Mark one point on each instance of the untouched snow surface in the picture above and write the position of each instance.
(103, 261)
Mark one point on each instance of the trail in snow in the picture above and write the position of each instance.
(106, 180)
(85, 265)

────

TASK:
Retype each record above so that every word stays exactly the same.

OUTPUT BELOW:
Mark one point on each instance of the untouched snow surface in the picture above and write the position of each instance.
(103, 261)
Mark one point on each instance of the trail in snow in the picture above and write the position of each instance.
(106, 180)
(85, 265)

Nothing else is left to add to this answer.